EXTRAIT
━━━━━━━━━━

Il faut parfois se rappeler les faits
Depuis 1946, d'après Sartre, l'U.R.S.S.,
comme toujours, veut la paix. Le danger de guerre, qui est grand (
"Beaux enfants, chers rats visqueux, vous
courez à la guerre! Vous pouvez m'en croire. C'est un rat visqueux
qui vous parle"
), vient donc de l'Ouest. Les anticommunistes européens ou les
dirigeants des États-Unis veulent-ils la guerre? Notre penseur
l'insinue à diverses reprises (l'indifférence ouvrière, en France,
accroîtrait le danger), il ne l'affirme jamais. Il paraît plutôt
penser, ou bien que l'U.R.S.S. se sentira provoquée et déclenchera
le conflit, ou bien que les États-Unis, une fois réarmés, feront
valoir des prétentions excessives et précipiteront la catastrophe.
Les deux arguments ne sont solides ni l'un ni l'autre, et, selon
son habitude, Sartre fournit gracieusement des arguments à ses
contradicteurs. Il nous annonce qu'en cas de guerre les Russes
seront en France. Il faut donc conclure que les armements
occidentaux, insuffisants pour arrêter l'invasion soviétique,
suffiront à convaincre le
Politburo
que la guerre est prochaine et qu'il doit en prendre l'initiative.
Et qui pourrait l'en blâmer, comme dit l'autre?L'argument qui semble impressionner le plus
Sartre est qu'
"une nation, quelle qu'elle soit, a la
politique étrangère de son armement"
. Curieusement, l'idée ne semble pas lui venir qu'on le
retournerait aisément contre lui. Entre 1946 et 1950, les
Occidentaux avaient désarmé et les Russes avaient maintenu une
grande armée.
"Faire montre de sa force, c'est déjà
violenter."
Mais les trente divisions russes, dans la zone orientale
d'Allemagne, quel autre objectif avaient-elles qu'une démonstration
de force, en vue d'inspirer la terreur aux Européens sans
armes?Les relations entre États ont toujours été
faites de conflits entre des volontés de puissance rivales. Les
armements, virtuels ou actuels, ont toujours été le suprême recours
derrière les notes diplomatiques. À cet égard, il n'y a pas de
différence de nature entre les deux camps. Et Sartre se ridiculise
à reprocher aux uns les armements qu'il trouve légitimes de la part
des autres.

━━━━━━━━━━

DONNÉES FOURNIES
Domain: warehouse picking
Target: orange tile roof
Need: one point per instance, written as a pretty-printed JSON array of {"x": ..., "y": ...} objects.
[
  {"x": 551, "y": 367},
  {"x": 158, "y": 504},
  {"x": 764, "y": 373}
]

━━━━━━━━━━

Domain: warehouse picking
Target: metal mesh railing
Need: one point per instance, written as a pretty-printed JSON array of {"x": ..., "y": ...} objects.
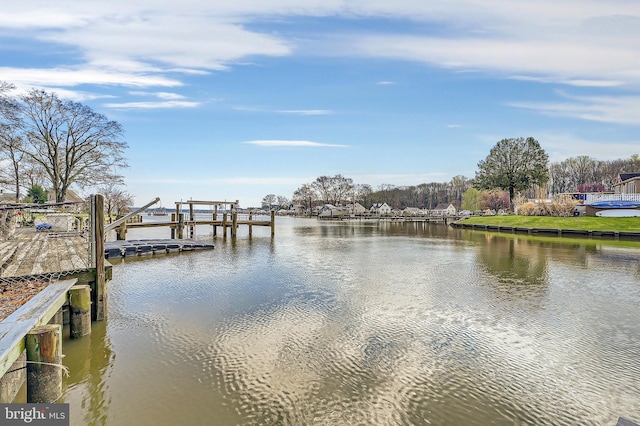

━━━━━━━━━━

TRAVAIL À FAIRE
1) D'après le texte sur Sartre et la menace de guerre, qu'avaient fait les Occidentaux entre 1946 et 1950 ?
2) Poursuivez le texte sur Sartre et la menace de guerre à la suite de sa dernière phrase.

RÉPONSES
1) Ils avaient désarmé.

2)
Sartre, il est vrai, tient en réserve un
argument-massue contre le réarmement. L'Union soviétique n'attaque
pas, alors qu'elle dispose d'une supériorité indiscutable. Donc,
elle veut la paix. Cette raison lui paraît aussi illuminante que le
cogito
à Descartes. Il écarte l'argument fondé sur la supériorité atomique
américaine sous prétexte que le stock américain sera d'ici quelques
années triplé. Il ne paraît même pas soupçonner la réponse banale:
un pays sans bombes atomiques est plus dominé par un pays qui en
possède cinq cents qu'un pays qui en possède cinq cents face à un
pays qui en possède quinze cents. Le nombre des objectifs relevant
de la bombe n'est pas illimité. La Russie, qui n'avait pas de stock
en 1950, en aura un en 1955; elle aura plus progressé que les
États-Unis, même si, entre temps, ceux-ci ont fabriqué un nombre
absolu de bombes plus grand - ne serait-ce qu'en raison de la
possibilité que l'arme, en ce cas, ne soit utilisée par personne.
Que l'Union soviétique ait soigneusement évité, jusqu'à présent, de
déclencher la troisième guerre mondiale ne prouve pas encore
qu'elle montrera la même prudence dans l'avenir.Mais il y a plus: aucun des théoriciens
sérieux de la stratégie atlantique n'a donné comme seule ou
principale raison du réarmement la probabilité d'une agression
directe de l'Union soviétique, visant à déclencher une troisième
guerre mondiale.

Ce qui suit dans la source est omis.